┌────────
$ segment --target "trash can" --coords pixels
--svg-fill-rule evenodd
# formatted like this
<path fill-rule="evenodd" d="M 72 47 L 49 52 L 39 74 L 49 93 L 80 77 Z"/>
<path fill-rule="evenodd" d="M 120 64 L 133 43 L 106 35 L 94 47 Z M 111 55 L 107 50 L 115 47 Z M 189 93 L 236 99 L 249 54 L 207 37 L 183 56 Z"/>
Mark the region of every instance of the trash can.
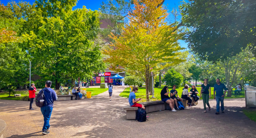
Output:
└────────
┌────────
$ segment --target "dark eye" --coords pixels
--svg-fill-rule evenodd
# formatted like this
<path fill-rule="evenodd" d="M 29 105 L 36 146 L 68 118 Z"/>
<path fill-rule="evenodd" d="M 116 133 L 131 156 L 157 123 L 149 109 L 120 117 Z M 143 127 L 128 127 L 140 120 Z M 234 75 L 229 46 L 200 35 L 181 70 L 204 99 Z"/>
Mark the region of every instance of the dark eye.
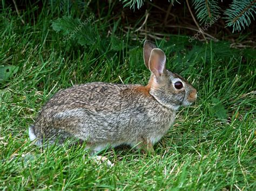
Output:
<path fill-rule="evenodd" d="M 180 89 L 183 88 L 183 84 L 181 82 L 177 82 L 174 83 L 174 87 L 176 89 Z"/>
└────────
» **Brief**: Pick out each line in the listing above that contains the string "trash".

» **Completed task**:
$ segment --target "trash can" --coords pixels
Mark the region of every instance of the trash can.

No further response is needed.